**Request**
Turn the lines from the one containing "t-shirt in the photo above." through the last line below, both included, into a numbered list, and leave out any blank lines.

Records of labeled points
◆ ◆ ◆ ◆ ◆
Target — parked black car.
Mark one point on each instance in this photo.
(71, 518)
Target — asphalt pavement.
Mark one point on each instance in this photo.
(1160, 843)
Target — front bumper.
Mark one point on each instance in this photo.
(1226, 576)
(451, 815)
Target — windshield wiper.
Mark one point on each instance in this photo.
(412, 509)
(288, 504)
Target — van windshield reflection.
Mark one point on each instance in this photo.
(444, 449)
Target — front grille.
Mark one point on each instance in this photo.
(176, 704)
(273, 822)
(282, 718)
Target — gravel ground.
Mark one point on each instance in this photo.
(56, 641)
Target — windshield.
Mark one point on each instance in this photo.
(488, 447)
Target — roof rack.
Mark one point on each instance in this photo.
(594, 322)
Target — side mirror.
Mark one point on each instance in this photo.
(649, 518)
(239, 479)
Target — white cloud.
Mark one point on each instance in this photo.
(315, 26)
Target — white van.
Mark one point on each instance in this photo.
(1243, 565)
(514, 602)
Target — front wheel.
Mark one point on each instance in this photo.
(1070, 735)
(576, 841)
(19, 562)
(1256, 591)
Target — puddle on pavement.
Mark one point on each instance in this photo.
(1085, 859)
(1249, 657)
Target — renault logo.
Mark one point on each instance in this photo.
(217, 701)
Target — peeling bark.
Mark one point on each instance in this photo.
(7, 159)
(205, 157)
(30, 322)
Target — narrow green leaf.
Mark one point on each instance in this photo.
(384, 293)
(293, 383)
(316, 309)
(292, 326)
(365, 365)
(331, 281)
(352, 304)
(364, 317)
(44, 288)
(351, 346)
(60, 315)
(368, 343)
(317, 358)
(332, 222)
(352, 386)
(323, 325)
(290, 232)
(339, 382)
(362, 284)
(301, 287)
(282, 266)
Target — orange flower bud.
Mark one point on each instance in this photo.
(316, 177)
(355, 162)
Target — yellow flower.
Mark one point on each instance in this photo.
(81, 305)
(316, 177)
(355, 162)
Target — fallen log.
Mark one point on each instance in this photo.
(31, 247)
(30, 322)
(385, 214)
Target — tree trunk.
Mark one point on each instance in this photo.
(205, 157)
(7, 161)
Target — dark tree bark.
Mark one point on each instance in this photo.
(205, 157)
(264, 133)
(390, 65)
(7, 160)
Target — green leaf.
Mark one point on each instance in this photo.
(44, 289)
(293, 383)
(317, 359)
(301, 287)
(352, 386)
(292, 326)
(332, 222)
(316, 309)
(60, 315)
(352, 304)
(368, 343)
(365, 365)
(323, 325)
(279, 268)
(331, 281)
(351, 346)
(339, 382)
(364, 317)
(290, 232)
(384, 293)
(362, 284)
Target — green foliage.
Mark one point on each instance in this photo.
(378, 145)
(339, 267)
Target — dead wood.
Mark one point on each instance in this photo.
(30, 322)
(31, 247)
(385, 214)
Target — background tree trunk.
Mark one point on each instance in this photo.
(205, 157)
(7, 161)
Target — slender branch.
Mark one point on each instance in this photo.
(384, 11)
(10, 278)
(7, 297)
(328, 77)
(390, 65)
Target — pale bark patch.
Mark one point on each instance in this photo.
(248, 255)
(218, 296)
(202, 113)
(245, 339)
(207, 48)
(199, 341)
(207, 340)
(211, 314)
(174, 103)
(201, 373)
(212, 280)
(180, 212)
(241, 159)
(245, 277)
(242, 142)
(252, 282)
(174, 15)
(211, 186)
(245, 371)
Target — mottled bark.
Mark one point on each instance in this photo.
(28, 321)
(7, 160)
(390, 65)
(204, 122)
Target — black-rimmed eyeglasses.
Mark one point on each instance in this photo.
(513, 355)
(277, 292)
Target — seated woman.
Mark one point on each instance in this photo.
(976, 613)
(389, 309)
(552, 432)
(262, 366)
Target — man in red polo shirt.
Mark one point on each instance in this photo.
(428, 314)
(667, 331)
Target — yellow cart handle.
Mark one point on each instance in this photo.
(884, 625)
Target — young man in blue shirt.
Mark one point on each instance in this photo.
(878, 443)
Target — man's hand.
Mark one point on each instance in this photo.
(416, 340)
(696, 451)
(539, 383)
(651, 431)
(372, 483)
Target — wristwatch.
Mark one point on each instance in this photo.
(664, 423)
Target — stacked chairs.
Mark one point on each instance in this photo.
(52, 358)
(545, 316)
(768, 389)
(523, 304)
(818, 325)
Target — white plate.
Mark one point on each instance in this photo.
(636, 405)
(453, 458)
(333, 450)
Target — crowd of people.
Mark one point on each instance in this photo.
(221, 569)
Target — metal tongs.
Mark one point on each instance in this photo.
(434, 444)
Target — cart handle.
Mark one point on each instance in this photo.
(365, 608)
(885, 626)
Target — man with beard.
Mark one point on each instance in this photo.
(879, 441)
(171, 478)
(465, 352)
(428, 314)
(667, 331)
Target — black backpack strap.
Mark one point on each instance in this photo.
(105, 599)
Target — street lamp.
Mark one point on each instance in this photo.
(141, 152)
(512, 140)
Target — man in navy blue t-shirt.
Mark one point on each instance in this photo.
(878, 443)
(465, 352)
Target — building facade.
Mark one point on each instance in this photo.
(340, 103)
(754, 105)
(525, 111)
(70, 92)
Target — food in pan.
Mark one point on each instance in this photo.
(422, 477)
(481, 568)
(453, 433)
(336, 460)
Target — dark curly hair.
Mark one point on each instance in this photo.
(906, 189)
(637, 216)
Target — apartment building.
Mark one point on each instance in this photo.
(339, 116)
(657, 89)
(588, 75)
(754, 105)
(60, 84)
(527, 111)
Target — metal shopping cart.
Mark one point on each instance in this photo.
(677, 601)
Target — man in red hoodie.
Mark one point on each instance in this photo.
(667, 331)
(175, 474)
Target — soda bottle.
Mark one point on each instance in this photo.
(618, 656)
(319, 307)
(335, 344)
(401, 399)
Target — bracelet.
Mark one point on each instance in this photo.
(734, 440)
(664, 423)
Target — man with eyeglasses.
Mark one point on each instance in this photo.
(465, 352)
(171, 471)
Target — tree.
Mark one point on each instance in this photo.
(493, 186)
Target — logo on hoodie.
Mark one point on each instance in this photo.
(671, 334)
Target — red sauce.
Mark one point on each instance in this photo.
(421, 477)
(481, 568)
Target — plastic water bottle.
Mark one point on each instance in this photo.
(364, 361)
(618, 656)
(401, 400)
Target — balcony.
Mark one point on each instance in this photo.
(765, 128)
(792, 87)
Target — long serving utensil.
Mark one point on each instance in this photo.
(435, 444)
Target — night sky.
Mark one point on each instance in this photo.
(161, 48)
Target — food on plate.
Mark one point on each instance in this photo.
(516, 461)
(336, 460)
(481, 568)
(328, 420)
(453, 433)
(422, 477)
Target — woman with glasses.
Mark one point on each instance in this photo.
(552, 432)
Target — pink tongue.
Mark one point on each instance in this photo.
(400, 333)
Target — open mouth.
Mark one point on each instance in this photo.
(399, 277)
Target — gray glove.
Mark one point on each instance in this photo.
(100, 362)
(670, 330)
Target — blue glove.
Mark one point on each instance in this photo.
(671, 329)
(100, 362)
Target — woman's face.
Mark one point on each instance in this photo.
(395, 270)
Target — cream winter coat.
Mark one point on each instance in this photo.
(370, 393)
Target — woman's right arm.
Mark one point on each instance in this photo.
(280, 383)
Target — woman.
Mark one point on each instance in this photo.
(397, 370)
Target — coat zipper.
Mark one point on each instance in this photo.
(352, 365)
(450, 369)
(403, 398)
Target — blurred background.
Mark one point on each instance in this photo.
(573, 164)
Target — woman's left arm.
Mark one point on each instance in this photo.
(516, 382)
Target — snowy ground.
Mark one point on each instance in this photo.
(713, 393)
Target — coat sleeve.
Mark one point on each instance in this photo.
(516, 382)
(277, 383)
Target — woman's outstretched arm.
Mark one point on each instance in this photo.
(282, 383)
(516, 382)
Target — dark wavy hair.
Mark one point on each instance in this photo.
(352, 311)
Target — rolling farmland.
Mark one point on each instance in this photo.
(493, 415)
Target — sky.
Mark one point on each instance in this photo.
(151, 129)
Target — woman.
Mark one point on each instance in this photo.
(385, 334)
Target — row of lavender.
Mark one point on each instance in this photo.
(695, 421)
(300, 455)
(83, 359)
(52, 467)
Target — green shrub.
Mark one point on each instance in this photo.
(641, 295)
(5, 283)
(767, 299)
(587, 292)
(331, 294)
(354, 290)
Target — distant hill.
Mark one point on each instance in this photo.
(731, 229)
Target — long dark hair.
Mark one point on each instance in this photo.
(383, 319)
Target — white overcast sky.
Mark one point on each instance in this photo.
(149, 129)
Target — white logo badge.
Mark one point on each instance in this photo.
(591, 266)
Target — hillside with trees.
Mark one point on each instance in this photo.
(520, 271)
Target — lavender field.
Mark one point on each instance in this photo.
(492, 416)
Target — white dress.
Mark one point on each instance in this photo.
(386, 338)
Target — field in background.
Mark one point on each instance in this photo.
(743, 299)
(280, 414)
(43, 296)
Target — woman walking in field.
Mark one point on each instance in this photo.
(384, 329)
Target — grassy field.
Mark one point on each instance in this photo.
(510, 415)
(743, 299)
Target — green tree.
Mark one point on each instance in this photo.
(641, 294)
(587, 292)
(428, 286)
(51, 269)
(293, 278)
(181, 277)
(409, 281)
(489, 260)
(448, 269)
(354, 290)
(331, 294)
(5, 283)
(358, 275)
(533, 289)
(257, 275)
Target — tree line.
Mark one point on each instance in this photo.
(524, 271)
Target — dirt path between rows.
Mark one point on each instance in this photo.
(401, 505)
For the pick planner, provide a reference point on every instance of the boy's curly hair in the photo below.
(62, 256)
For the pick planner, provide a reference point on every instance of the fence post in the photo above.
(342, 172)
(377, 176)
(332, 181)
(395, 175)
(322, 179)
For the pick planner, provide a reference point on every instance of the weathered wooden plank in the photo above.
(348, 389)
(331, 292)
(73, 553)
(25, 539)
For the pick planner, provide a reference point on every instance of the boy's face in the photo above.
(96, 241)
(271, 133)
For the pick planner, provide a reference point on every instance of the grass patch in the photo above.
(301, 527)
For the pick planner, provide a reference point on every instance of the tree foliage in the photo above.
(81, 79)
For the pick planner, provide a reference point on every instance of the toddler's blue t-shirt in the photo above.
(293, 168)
◆ ◆ ◆ ◆ ◆
**Reply**
1. For the pick planner, provide a reference point on every instance of the toddler's blue t-shirt in the photo above.
2. (293, 168)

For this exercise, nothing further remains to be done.